_WHAT TO WORK ON:_
A: Write out the stretch of the milkweed article below from "Monarch caterpillars, milkweed" through "the flower’s nectar.", keeping its wording and punctuation unchanged.
B: Extend the milkweed article below, beginning directly after its final sentence.

Bring on the Monarchs.
Common milkweed. How we’ve felt about this plant is right there in the name, isn’t it? A common weed. But, like other milkweeds, it has an uncommon ability to support one of our most showy butterflies, the monarch. It’s sap, mildly poisonous to humans and many species of animals and birds, is tolerated by the monarch who absorbs the poison as a caterpillar munching on the plant’s leaves and becomes, itself, poisonous. What a super power!
Here in Cottage Grove, you’ll find common milkweed all over in the sun. It grows happily in the GDS school prairie patches, McCarthy Park, in undeveloped lots along the roadside, and in my garden. Like an increasing number of gardeners, I allow it to grow wherever it arrives in the garden to make space for the monarchs. It doesn’t always choose the best spots. A tall plant (3′ tall), it seems to often choose to grow at the very front of the garden bed, where it towers over the other border plants. It likes the small raingarden at the end of my driveway. It loves the veggie garden beds. Where it does not seem to come up is in the back of the garden beds where it would fit right in to the design. A common weed it may be, but it likes to grow where it can get uncommon attention.
Common milkweed’s range covers most of the eastern part of the U.S., except the southernmost states, and the prairie states. It is common in Wisconsin.
Per Peterson’s Field Guides: Wildflowers Northeaster/North-central North America:
“A stout, downy plant. The domed, often somewhat drooping flower clusters are mostly in the leaf axils and vary in subtle shades of dustry rose, lavender, and dull brownish purple. The pointed gray-green seedpods can be told from those of our other milkweeds by their warty aspect. 3-5 ft. Roadsides, dry soil, fields. S. Canada south. June-Aug.
Monarch caterpillars, milkweed tiger moth caterpillars, and milkweed bugs can all eat the sap of the milkweed without becoming poisoned themselves, but few other insects or animals can.
Bees, other butterflies and flies can all safely use the flower’s nectar.

_DATA PROVIDED:_
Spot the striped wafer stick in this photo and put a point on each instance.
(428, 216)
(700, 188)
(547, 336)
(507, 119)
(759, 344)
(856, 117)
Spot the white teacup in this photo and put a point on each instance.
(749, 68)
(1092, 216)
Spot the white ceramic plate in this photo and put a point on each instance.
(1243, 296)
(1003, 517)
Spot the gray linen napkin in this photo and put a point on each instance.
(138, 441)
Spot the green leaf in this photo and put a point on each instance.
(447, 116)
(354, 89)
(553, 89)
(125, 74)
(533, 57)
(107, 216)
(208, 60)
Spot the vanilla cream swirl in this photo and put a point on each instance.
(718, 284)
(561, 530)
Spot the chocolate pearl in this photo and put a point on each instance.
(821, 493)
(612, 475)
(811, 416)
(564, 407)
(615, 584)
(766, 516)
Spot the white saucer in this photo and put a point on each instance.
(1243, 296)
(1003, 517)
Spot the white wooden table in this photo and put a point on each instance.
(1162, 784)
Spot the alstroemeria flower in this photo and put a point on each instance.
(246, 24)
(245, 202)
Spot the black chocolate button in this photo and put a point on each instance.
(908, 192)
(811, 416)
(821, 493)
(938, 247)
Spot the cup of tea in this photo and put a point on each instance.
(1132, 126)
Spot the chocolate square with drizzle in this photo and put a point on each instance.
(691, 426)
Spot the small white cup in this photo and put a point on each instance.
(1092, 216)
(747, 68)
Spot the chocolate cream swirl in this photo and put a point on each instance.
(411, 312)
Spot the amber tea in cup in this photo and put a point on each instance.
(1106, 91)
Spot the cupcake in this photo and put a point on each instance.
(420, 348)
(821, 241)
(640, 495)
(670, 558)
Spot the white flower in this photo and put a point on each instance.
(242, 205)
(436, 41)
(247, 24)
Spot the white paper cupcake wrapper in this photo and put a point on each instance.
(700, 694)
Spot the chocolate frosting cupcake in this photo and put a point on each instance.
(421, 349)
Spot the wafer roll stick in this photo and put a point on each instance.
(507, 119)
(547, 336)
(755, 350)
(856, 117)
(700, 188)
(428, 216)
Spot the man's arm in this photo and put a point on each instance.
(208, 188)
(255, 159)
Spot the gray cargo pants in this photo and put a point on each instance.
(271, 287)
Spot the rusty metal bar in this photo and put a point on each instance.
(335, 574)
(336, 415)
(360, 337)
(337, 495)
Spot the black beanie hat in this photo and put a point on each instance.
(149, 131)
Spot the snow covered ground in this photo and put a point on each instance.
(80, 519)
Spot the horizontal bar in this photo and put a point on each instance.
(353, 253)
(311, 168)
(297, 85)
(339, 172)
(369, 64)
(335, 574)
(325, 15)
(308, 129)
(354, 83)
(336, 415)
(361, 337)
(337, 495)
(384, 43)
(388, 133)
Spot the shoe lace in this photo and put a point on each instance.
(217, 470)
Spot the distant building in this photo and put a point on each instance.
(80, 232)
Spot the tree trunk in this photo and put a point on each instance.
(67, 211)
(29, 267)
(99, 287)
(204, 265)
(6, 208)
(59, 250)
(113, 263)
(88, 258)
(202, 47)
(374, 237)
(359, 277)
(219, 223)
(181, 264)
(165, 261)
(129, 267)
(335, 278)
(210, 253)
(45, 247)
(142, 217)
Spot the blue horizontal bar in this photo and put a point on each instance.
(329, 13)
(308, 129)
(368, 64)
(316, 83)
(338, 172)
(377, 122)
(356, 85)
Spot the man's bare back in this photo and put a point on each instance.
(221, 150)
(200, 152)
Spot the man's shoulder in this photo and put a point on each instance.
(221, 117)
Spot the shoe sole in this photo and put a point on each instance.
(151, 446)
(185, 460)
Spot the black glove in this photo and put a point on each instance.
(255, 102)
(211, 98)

_ANSWERS BY TASK:_
A:
Monarch caterpillars, milkweed tiger moth caterpillars, and milkweed bugs can all eat the sap of the milkweed without becoming poisoned themselves, but few other insects or animals can.
Bees, other butterflies and flies can all safely use the flower’s nectar.

B:
Yes, some milkweeds are mildly toxic to humans, but Common Milkweed does not appear to be. Per Samuel Thayer’s The Forager’s Harvest, milkweed is not bitter and is generally described as tasty by attendees of this foraging workshops. He attributes the pervasive information that milkweed must be boiled with three changes of water to writings by Euell Gibbon’s and may have been a case of mistaken identity, since there is a type of dogbane and a blunt-leaved milkweed that look similar.
Per Thayer, harvest shoots in late spring when the maples are just getting their summer leaves. Boil until tender, about 20 minutes. No change of water is necessary. Likewise, imature flower buds and seed pods which are 2/3rds grown can be harvested, cooked and eaten. Watch out for baby monarch caterpillars on the flower buds!
Milkweed sap can be used to treat warts.
Milkweed roots and shoots can be used to treat diarrhea.
The fluff from milkweed pods can be used as stuffing.
Pods were used as Christmas tree decorations in the past.
Pods can also be used in fairy gardens.
Stems are hollow and make good tubes for solitary bee houses.
Per the Rodale Herb Book, milkweed can be used to make dye colors ranging from ice-green to orange.
No references found yet.
Diseases and Threats
Milkweed’s biggest threat is the lost of wild spaces, like hedgerows and prairies, where they grow and thrive.